Dataset>
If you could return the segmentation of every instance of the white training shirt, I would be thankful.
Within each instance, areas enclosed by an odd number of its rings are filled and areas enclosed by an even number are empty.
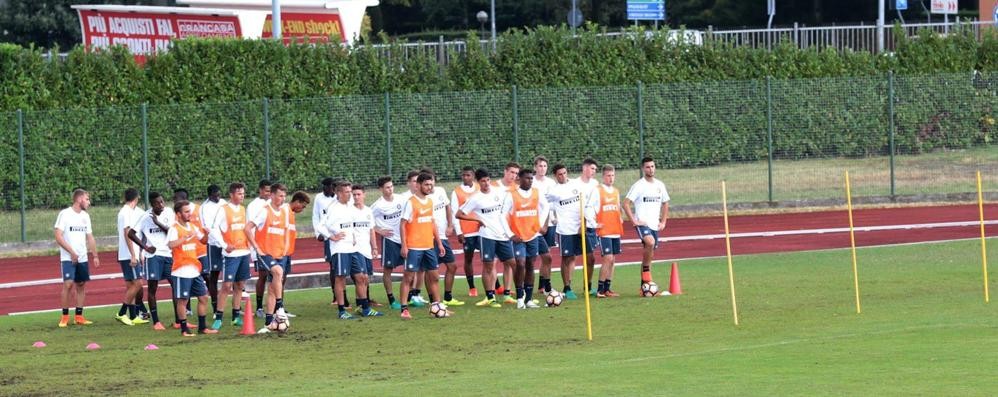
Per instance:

---

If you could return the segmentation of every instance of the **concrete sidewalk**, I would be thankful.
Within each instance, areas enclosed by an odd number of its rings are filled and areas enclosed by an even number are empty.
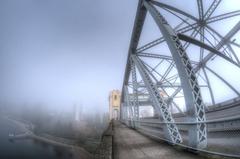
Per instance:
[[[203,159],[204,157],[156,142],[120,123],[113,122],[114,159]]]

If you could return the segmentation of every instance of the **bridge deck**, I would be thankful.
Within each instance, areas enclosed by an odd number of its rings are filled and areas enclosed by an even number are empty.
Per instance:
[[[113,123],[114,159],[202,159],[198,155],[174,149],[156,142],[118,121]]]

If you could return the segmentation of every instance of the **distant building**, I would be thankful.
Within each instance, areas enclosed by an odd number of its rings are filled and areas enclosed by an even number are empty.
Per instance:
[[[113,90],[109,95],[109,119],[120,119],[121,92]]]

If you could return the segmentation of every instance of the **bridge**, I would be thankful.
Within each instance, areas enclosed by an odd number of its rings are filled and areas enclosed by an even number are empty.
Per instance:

Brief> Can you repeat the data word for word, from the line containing "deck**, I would be thankful." through the line containing "[[[113,90],[109,95],[109,119],[120,119],[121,92]]]", including both of those lines?

Finished answer>
If you could return the segmentation of every instance of the **bridge deck**, I would be thankful.
Within each instance, areas enclosed by an odd number of its rings are filled and areas enclosed by an even number are empty.
Per instance:
[[[113,123],[114,159],[202,159],[198,155],[174,149],[156,142],[118,121]]]

If you could return the segmentation of every instance of the **distant building**, I would be thankful.
Within each instance, areas enclosed by an odd number of its rings are filled and areas enclosed by an even number are empty.
Per instance:
[[[113,90],[109,95],[109,119],[120,119],[121,92]]]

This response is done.